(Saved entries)
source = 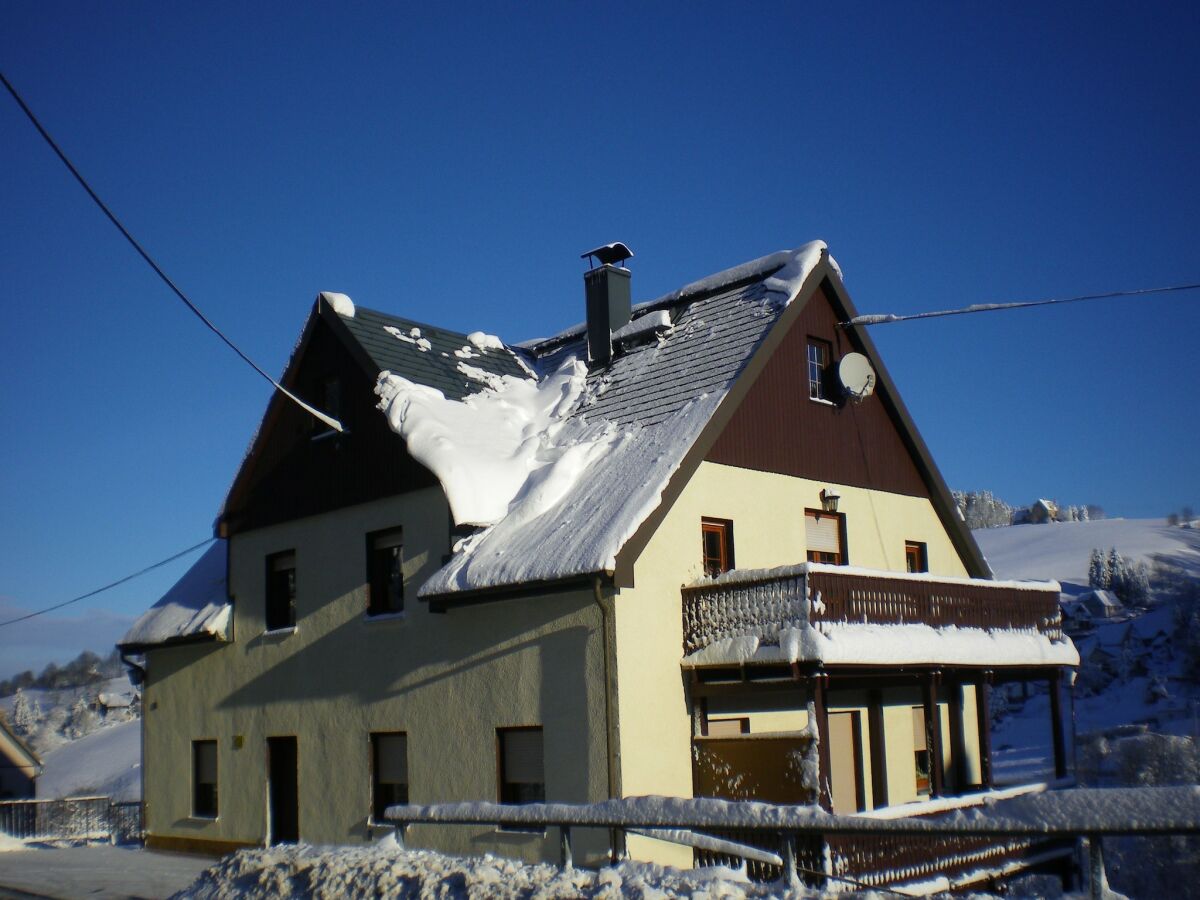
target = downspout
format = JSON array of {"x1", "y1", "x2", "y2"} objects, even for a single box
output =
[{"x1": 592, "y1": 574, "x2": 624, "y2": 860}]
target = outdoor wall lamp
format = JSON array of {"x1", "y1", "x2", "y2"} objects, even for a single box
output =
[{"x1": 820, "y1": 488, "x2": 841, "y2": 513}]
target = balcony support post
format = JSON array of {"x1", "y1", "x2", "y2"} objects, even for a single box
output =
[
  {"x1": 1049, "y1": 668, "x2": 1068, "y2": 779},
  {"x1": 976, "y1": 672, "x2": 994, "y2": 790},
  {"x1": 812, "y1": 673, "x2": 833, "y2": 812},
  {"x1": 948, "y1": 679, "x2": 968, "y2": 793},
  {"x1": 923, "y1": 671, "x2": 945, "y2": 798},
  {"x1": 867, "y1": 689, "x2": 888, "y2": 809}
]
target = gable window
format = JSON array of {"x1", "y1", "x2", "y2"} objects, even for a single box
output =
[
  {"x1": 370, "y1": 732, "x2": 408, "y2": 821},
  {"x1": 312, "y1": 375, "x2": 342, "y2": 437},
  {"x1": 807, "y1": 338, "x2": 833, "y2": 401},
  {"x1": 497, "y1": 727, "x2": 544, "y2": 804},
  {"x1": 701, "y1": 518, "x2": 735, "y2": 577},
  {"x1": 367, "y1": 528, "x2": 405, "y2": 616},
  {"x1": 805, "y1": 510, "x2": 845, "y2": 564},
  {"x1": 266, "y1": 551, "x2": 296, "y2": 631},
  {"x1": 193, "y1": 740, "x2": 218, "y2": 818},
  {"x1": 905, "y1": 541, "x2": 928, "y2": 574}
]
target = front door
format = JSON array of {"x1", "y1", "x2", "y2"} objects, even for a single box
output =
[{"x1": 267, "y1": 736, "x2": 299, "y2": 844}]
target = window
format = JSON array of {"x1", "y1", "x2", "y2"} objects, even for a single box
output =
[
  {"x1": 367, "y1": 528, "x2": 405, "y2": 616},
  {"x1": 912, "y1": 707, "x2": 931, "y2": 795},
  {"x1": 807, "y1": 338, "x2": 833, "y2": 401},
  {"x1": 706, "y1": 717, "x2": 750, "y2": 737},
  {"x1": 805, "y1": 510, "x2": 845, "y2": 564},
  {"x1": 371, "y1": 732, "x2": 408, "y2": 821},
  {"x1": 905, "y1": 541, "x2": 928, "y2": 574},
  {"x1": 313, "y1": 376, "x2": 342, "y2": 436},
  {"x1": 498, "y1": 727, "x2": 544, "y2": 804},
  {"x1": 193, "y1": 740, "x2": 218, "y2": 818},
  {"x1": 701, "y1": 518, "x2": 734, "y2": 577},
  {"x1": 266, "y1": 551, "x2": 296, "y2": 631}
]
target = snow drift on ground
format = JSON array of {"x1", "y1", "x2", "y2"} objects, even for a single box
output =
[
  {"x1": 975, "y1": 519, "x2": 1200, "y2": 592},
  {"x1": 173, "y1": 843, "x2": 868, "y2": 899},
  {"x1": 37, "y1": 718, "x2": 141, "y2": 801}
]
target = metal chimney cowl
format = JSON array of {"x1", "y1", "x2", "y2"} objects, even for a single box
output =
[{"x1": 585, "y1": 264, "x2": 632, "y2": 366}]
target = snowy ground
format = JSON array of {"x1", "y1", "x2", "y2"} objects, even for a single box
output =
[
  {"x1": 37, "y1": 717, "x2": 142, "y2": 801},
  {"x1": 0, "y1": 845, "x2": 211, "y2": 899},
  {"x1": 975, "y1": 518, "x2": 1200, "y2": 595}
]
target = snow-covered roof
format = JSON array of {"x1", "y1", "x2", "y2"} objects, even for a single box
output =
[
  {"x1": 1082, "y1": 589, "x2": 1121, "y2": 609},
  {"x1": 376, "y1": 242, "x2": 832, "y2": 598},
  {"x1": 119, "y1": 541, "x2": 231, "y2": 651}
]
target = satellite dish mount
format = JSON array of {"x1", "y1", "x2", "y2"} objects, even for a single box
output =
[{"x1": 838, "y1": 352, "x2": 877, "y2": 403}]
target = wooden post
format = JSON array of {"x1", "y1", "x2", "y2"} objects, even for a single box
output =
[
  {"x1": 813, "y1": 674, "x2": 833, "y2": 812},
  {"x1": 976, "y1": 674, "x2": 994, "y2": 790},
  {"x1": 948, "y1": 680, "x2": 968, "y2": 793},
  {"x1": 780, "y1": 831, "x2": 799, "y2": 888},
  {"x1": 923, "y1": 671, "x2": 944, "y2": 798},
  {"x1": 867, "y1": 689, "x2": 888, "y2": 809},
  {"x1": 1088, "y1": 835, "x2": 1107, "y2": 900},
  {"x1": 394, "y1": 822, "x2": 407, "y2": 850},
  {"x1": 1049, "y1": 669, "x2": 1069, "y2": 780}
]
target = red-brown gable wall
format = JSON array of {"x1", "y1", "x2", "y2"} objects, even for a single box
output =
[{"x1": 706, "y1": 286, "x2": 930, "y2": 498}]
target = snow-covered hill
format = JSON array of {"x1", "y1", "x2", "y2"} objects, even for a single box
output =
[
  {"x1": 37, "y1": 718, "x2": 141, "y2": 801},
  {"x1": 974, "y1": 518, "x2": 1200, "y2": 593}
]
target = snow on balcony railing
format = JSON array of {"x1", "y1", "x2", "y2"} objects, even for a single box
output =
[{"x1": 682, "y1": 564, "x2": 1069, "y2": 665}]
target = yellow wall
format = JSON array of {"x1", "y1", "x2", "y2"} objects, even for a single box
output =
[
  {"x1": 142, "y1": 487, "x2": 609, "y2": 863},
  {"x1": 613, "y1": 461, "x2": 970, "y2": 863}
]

* * *

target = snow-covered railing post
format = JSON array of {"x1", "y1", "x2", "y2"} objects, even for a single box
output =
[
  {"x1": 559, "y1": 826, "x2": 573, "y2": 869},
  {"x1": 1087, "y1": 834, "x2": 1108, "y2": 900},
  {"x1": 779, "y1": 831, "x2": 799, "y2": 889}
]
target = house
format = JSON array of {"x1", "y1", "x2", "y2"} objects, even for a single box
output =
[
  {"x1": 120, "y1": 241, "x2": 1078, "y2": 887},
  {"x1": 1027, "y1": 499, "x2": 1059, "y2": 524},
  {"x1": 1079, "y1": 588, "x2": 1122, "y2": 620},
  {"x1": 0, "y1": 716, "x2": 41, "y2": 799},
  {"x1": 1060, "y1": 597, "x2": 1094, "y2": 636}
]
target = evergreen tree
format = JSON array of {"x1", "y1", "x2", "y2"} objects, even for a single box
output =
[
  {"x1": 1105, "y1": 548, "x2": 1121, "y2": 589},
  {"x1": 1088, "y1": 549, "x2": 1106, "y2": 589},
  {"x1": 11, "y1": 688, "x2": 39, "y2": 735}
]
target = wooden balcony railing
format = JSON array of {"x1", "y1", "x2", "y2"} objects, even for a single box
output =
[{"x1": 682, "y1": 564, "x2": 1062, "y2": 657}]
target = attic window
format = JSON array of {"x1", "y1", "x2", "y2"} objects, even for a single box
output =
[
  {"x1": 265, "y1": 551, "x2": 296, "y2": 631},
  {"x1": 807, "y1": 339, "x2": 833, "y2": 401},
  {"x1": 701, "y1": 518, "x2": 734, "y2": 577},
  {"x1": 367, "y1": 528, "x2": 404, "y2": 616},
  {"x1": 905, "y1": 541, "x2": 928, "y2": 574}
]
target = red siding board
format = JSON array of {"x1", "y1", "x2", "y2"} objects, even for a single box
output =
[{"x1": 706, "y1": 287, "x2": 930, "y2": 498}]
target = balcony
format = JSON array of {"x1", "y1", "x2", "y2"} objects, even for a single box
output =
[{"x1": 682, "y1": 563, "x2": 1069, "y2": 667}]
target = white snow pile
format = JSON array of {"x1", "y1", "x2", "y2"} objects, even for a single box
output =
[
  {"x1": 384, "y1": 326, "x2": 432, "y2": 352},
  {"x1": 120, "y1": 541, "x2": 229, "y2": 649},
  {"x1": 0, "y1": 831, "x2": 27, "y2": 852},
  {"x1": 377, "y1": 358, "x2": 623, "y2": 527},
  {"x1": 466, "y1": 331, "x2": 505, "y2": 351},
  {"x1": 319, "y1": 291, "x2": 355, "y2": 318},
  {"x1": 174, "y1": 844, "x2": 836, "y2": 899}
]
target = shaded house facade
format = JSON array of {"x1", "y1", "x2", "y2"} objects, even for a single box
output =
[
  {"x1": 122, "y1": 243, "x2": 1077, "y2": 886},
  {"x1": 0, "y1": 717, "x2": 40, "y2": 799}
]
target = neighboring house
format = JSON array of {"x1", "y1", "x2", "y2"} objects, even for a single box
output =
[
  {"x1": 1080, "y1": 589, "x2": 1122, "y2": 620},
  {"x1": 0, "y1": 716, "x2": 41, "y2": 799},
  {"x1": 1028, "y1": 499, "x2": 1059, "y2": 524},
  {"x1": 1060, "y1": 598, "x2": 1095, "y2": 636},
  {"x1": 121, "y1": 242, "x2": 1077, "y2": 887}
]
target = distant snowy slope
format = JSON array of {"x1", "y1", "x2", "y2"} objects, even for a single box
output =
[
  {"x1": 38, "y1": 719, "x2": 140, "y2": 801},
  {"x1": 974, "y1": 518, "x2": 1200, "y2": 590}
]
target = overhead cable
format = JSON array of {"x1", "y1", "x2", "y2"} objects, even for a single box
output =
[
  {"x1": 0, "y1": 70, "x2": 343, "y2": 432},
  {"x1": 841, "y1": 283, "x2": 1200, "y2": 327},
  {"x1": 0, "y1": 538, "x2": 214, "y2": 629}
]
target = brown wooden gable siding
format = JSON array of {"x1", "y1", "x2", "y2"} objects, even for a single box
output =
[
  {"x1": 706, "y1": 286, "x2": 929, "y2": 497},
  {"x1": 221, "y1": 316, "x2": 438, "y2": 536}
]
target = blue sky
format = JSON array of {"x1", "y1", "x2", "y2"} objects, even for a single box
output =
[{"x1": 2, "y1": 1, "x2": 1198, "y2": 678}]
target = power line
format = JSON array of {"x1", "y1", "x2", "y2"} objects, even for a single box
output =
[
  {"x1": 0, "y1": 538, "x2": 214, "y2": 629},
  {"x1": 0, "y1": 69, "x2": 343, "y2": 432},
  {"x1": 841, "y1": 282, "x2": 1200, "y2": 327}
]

◆ **WHAT YOU SHOULD DO**: If a line of the entries above includes the word "house", count it; then state the total and nothing else.

◆ **ANSWER FOR THE TASK**: 3